- [PROBLEM DESCRIPTION]: Return every one of the records below word for word, with no changes.

- [Segmentation dataset records]:
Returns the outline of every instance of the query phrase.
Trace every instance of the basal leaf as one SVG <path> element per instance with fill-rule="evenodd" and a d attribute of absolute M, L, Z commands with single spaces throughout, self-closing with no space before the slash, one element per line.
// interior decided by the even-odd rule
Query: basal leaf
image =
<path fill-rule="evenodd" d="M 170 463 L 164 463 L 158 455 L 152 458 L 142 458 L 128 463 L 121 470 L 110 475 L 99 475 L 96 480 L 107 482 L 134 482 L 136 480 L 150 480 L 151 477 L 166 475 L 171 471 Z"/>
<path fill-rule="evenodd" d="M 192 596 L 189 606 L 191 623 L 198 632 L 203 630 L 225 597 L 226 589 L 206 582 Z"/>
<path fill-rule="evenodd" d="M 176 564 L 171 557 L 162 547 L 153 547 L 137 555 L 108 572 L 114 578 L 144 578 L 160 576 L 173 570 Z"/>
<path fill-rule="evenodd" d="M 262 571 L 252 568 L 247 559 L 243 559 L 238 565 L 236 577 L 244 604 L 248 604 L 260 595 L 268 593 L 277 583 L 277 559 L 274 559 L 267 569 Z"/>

- [FINISHED ANSWER]:
Returns the outline of every instance of the query phrase.
Trace every instance of the basal leaf as one SVG <path> element per instance with fill-rule="evenodd" and a d attribute of absolute M, L, Z commands with single spaces throughout, self-closing with no space before the slash, one element per line.
// interior decided by the even-odd rule
Query: basal leaf
image =
<path fill-rule="evenodd" d="M 170 463 L 164 463 L 158 455 L 152 458 L 142 458 L 128 463 L 121 470 L 110 475 L 99 475 L 96 480 L 107 482 L 134 482 L 136 480 L 150 480 L 151 477 L 166 475 L 171 471 Z"/>
<path fill-rule="evenodd" d="M 192 596 L 189 606 L 191 623 L 198 632 L 203 630 L 225 597 L 226 589 L 206 582 Z"/>
<path fill-rule="evenodd" d="M 176 564 L 171 557 L 162 547 L 153 547 L 137 555 L 108 572 L 114 578 L 144 578 L 160 576 L 173 570 Z"/>
<path fill-rule="evenodd" d="M 262 571 L 252 568 L 247 559 L 243 559 L 238 565 L 236 577 L 244 604 L 248 604 L 260 595 L 268 593 L 277 583 L 277 559 L 274 559 L 267 569 Z"/>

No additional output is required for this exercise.